- TASK GOAL
The result should consist solely of the line containing "Target: stone masonry wall" and the lines that follow it below, each reproduced exactly, the last line included.

[Point-per-instance localization data]
•••
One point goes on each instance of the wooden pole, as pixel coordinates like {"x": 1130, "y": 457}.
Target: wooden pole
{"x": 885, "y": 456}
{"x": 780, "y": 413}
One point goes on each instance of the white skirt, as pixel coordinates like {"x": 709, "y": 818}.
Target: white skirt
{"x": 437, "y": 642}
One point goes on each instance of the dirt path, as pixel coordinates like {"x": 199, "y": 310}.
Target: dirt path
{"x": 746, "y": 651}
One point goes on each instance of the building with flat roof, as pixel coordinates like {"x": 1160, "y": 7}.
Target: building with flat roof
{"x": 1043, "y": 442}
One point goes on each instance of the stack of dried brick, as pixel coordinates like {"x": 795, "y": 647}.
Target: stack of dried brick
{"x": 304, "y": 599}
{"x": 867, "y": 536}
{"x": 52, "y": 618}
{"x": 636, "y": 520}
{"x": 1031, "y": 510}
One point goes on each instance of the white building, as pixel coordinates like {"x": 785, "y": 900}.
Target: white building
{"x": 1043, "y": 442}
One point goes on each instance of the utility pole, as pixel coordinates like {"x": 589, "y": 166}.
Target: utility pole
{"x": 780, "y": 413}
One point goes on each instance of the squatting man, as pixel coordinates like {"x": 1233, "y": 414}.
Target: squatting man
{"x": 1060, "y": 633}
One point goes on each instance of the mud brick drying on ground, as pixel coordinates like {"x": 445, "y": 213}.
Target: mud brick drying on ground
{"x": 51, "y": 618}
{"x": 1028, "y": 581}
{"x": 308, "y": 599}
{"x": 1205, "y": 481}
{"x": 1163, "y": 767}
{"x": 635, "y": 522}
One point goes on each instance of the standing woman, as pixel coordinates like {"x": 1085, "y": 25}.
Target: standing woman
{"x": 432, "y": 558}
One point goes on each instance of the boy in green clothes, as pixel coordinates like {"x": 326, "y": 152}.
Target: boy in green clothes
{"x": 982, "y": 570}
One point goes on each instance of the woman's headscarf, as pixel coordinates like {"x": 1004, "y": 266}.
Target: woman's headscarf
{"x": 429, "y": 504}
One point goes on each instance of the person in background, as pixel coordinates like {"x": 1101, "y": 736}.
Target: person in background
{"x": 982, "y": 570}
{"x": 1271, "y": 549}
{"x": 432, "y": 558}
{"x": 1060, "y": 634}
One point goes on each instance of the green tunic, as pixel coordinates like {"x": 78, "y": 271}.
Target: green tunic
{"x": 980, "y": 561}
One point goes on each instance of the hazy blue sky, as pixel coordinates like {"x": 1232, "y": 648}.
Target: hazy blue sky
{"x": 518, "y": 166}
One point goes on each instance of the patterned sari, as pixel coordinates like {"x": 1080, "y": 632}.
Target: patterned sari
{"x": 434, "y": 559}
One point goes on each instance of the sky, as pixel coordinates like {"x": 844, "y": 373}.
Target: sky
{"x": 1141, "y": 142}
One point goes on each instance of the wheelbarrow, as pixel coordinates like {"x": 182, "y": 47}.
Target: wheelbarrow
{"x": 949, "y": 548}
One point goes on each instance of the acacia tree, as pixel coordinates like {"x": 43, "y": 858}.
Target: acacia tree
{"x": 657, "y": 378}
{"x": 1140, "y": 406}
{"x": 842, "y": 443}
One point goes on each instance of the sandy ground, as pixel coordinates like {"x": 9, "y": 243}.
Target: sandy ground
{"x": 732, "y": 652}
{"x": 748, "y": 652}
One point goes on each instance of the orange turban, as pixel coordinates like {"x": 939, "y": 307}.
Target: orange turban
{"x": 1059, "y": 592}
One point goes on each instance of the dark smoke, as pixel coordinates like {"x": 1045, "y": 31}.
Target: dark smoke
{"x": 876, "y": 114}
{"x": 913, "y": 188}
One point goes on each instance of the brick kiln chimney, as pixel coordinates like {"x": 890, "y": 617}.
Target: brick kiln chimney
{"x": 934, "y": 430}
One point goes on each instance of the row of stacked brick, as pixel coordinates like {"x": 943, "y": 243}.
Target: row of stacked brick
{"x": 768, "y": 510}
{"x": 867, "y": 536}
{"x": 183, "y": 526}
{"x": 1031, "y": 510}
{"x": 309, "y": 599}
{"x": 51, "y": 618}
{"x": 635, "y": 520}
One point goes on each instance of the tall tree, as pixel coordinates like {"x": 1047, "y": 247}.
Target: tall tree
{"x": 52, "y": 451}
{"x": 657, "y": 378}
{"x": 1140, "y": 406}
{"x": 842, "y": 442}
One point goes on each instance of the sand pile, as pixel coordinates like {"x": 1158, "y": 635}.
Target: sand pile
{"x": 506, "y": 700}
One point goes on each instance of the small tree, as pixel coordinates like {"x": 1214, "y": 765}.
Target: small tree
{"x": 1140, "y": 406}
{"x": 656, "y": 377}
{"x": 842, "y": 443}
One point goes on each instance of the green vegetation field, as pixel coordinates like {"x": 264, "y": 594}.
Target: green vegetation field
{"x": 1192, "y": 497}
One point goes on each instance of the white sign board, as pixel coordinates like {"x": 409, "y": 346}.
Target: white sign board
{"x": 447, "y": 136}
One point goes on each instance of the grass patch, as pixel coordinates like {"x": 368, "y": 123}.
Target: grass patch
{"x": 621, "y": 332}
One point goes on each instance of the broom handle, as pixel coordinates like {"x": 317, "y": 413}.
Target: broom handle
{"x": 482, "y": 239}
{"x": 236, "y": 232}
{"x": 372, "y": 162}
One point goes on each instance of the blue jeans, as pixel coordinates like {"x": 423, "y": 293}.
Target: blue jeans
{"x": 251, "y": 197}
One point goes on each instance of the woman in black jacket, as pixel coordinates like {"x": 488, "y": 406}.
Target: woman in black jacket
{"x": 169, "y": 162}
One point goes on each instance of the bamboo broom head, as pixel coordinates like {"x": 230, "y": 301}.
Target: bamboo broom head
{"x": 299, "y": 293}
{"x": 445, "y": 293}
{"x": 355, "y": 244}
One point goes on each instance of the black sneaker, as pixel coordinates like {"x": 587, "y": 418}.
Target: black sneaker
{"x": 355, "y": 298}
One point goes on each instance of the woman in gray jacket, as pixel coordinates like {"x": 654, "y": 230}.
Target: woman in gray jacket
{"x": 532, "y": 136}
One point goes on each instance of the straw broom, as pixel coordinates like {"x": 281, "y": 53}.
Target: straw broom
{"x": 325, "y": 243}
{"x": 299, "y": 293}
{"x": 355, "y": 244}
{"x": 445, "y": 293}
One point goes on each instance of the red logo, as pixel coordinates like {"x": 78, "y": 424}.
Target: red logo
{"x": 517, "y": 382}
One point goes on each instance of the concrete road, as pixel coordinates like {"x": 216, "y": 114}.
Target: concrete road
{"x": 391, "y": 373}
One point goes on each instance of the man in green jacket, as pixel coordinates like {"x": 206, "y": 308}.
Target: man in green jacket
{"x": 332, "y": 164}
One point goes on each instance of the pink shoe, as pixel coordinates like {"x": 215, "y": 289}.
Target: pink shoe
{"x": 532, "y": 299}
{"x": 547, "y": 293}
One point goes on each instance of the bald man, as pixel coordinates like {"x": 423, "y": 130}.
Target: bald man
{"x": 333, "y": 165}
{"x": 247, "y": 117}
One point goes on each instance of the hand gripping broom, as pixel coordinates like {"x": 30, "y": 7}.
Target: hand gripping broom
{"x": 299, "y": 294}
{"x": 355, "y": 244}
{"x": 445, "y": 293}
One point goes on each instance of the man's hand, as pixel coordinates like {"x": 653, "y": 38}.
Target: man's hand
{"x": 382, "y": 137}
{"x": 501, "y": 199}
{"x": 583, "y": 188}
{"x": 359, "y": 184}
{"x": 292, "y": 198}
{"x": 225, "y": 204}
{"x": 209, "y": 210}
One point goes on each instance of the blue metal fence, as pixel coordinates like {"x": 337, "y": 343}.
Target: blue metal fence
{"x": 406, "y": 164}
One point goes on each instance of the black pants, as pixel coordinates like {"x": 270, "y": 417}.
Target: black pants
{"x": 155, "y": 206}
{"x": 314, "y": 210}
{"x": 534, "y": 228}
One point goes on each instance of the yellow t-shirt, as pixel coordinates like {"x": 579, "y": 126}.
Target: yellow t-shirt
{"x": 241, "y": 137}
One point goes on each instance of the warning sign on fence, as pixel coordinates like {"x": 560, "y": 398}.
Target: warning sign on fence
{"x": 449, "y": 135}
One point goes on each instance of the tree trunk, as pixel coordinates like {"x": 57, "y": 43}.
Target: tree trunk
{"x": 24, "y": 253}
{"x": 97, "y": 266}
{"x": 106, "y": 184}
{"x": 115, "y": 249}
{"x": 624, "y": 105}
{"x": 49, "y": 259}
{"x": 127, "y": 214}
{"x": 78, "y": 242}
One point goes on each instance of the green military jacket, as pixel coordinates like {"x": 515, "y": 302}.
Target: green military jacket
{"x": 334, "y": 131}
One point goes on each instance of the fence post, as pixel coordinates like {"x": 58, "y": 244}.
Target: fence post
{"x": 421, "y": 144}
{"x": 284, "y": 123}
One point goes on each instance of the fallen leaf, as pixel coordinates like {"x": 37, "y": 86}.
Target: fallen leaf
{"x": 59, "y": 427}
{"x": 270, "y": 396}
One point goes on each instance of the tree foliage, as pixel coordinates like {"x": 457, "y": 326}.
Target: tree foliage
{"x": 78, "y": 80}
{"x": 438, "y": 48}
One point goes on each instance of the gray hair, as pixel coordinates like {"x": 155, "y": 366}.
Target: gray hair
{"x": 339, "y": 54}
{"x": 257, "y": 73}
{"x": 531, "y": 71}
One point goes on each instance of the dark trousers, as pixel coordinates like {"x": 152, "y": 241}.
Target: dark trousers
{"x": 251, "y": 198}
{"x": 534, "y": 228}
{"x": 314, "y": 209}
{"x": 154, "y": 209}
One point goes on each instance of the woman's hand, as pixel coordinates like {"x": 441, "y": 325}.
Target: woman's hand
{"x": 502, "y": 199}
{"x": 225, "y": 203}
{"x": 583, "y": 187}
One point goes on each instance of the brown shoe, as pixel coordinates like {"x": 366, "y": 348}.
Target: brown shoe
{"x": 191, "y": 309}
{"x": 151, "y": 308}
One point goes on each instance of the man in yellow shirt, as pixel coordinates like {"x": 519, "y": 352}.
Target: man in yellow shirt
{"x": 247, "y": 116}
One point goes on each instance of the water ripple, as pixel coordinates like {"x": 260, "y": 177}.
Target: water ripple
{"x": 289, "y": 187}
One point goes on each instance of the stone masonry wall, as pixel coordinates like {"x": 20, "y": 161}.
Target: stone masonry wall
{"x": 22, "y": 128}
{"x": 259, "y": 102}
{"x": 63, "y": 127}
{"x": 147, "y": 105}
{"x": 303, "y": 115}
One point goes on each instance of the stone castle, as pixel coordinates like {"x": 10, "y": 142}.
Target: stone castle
•••
- EXERCISE OUTPUT
Target: stone masonry wall
{"x": 22, "y": 128}
{"x": 259, "y": 102}
{"x": 63, "y": 127}
{"x": 147, "y": 105}
{"x": 303, "y": 115}
One point goes on each instance of the stone castle, as pixel coordinates like {"x": 10, "y": 142}.
Target: stone castle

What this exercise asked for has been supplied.